■ 任务说明 ■
请改写这些行：从记录开头开始，到含有"box: [217, 305, 267, 345]"的那一行结束，首尾两行都算在内。把其中的"rough mask"全部换成"coarse mask"，其余内容保持不变，答案里不要放图片。

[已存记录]
+ + + +
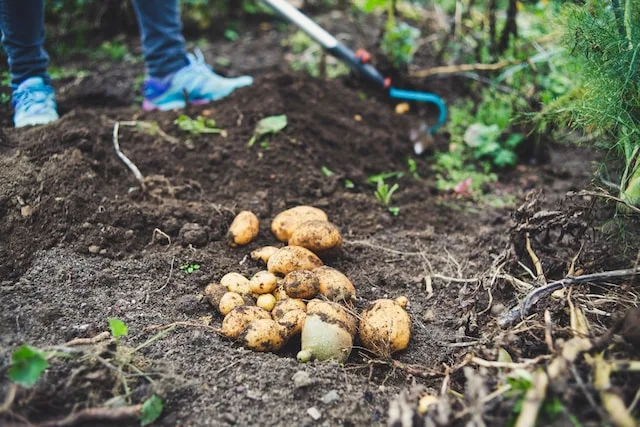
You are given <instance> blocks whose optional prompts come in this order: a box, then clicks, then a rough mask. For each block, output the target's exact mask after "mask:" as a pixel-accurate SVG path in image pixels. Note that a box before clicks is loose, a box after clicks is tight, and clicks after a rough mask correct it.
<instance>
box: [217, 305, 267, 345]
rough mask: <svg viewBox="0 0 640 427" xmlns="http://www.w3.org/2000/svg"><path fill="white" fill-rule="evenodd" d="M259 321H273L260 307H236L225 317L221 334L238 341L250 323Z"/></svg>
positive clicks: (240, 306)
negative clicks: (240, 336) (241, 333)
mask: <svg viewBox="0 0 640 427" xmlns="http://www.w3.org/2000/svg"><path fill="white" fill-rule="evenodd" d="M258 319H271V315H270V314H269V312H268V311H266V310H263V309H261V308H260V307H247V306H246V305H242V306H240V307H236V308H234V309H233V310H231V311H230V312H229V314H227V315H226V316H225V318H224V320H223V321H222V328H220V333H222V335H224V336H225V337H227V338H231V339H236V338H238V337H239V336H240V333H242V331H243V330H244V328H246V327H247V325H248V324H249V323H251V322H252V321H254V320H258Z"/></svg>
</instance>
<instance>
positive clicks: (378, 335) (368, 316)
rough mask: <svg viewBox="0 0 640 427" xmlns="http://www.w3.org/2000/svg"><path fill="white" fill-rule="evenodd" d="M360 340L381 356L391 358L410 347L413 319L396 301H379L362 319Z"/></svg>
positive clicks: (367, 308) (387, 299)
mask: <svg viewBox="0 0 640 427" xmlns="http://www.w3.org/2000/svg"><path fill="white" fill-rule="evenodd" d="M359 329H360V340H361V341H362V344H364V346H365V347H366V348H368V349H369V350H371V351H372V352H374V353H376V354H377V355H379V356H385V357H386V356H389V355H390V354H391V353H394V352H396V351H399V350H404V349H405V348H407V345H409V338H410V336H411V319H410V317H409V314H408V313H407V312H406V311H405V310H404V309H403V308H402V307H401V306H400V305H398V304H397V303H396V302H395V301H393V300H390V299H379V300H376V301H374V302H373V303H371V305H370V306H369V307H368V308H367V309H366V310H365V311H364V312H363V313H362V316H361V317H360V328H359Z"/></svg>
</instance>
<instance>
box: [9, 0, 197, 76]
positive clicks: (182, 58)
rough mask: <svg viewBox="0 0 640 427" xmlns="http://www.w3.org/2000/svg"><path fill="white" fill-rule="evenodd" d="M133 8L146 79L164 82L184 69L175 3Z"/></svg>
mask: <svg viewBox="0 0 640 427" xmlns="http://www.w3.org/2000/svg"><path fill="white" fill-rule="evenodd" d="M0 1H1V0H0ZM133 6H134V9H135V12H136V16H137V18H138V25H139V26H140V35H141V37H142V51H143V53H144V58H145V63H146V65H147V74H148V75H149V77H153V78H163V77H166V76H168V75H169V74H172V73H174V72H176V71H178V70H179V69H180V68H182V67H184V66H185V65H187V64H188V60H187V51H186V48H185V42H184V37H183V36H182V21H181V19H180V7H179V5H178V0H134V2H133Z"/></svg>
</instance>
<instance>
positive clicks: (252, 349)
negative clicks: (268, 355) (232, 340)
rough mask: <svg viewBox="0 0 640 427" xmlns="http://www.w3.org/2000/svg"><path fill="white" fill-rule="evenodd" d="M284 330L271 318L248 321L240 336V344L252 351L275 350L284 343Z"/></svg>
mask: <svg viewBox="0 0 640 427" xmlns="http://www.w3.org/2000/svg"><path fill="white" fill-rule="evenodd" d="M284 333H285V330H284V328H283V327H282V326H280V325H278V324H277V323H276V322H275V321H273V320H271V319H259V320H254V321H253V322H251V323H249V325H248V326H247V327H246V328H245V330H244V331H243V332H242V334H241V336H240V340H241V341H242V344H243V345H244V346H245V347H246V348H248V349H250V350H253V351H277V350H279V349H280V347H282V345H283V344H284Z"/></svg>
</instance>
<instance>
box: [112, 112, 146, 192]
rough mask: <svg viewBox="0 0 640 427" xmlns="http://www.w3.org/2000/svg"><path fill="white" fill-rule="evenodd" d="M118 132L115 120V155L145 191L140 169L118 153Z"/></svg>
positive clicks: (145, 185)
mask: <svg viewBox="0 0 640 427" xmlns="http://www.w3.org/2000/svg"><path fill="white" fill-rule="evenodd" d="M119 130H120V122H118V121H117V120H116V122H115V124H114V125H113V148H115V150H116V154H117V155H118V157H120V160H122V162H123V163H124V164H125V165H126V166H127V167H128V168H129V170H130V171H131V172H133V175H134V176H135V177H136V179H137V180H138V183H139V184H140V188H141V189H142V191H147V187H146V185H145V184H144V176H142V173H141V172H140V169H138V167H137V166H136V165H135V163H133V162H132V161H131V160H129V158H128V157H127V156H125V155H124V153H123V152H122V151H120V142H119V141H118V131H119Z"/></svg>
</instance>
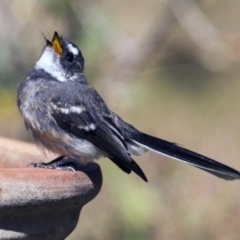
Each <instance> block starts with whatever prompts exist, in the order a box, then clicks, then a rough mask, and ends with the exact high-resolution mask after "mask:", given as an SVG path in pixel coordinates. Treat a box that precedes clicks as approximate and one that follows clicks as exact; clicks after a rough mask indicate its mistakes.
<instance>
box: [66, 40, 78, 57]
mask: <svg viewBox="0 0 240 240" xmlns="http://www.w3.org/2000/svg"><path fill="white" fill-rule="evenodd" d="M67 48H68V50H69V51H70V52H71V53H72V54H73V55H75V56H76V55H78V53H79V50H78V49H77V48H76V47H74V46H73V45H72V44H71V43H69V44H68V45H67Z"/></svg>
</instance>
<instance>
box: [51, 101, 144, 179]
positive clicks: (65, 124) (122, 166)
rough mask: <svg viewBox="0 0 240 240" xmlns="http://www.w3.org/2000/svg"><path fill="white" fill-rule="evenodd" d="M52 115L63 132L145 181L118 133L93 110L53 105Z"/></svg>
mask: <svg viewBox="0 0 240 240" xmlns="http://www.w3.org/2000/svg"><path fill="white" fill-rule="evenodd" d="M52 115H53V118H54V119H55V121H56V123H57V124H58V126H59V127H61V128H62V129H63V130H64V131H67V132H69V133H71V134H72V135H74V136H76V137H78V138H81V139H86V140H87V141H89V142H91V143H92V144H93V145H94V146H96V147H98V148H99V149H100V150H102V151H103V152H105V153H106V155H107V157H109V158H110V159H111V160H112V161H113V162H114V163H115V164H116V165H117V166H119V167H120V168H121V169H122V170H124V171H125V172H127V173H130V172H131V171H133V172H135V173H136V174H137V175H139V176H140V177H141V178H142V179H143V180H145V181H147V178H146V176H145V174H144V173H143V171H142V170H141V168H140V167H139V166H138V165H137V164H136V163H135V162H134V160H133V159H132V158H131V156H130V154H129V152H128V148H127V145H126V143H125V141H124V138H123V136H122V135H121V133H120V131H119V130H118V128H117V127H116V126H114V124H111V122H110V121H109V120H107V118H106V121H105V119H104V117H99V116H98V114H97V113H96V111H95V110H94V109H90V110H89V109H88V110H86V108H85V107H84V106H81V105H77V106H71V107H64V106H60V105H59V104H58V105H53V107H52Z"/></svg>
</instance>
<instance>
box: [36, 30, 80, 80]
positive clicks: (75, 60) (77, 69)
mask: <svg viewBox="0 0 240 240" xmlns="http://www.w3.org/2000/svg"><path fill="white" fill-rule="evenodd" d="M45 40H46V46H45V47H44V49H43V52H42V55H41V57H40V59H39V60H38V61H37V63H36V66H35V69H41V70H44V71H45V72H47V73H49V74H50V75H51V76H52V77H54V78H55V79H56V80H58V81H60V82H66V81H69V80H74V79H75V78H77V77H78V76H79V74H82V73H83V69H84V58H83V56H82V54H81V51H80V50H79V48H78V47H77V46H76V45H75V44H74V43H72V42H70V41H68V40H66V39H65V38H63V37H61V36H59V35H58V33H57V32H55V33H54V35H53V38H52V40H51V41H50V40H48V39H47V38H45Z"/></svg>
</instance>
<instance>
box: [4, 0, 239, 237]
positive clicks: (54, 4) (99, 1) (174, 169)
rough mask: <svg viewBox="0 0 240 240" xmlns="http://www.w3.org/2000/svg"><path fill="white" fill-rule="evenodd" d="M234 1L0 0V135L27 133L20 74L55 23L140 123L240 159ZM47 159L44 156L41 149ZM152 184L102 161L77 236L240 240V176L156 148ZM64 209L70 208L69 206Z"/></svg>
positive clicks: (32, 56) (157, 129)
+ + + +
■ 预期输出 ■
You are given <instance> blocks whose optional prompts come in this order: a box, then clicks, then a coarse mask. For each block, output the target's exact mask after "mask:" as a pixel-accurate SVG path in image pixels. Note that a box before clicks is loose, a box after clicks is tight, and clicks after a coarse mask correct it.
<instance>
box: [217, 305, 267, 345]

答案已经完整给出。